- Document section:
Another idea I like, but I don’t think I’ll do. Thank goodness I’ve decided to do more muslins. I’m starting to like the idea of the extra step of doing one. Remember this lovely Burda 12/2011 #119 blouse?
Well, I’ll have to go looking for something else, because I don’t really fancy this. I honestly would never wear this. Even as a dress. I’m not crazy about the front pleat or the under bust bow. Such a cute blouse in the drawing, too, but not in my real life! And that neckline has been raised by about 3 inches. Maybe too much from this photo, but definitely necessary to avoid a wardrobe malfunction. >_<
Shoulders are too tight, the hem requires more width, and the side view is appalling. Jeepers. Sometimes muslin photos make me wonder what the heck I was thinking, or why I bother! Maybe I should make up a croquis. Although it wouldn’t have given me the full onslaught of the side view horror show.
I’d like to apologize in advance for making any readers who are strong swimmers cringe. I’m desperately wishing I’d had swimming lessons at this point.
This is muslin number 3 for the Request Gown. I cannot thank those of you who left comments on my last drowning post regarding this
horrendous challenging project enough. You were all very encouraging to one learning to swim, and I’m grateful. I have never in my life had to create such an incredibly customized Franken pattern. You may recall in my first muslin we were considering very full gathered sleeves, but, in all honesty – and maybe it’s the old sheets – everything looked like Little House on the Prairie or one of those long-sleeved flannel nighties I used to wear as a small child. So the consensus was long tapered sleeves. Split down the centre. With loop/button closure every 6 inches or so.I did do the circle and draping in a mirror front and back, and we decided we’d see if a zipper on the right side of the dress where there’s no detailing would be better. Certainly it is from an insertion point of view – less mess and patience required to match things up perfectly while inserting an invisible zipper (which is always a bit of challenge for me anyways). Here’s the back view, and you can see that I still need to add more width through the shoulders. I decided to leave everything above the waist on the bias as much as possible. I dunno…. I don’t know enough about draping/drafting to make an informed decision on that one, but I think leaving it on the bias will give it a more fluid look. The bodice is on the straight grain in the picture below, but will be on the bias, too, since more draping is required across the bust. I just don’t know how the heck I’m going to get all the draping into the desired 1-inch wide shoulder seam. This dress is pushing my comfort zone. I have realized that I’m operating in an information void, which is frustrating me. If I knew what I was doing, or what I needed to do, it would problem-solve much faster and easier. And the front slit will still be as muslined with 5 buttons with loop closures at the top. I guess it will have to be faced so I have a seam in which to sew the loops.

- Given data:
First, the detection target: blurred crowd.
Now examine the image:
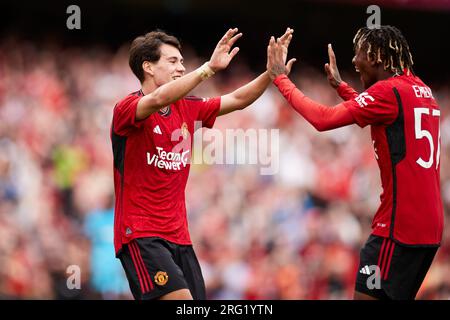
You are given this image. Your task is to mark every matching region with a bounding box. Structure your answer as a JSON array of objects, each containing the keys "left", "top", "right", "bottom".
[{"left": 0, "top": 38, "right": 450, "bottom": 299}]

- Task directions:
From the sewing post above, reproduce word for word the passage that begins with the words containing "I’d like to" and ends with "at this point.".

- Correct output:
I’d like to apologize in advance for making any readers who are strong swimmers cringe. I’m desperately wishing I’d had swimming lessons at this point.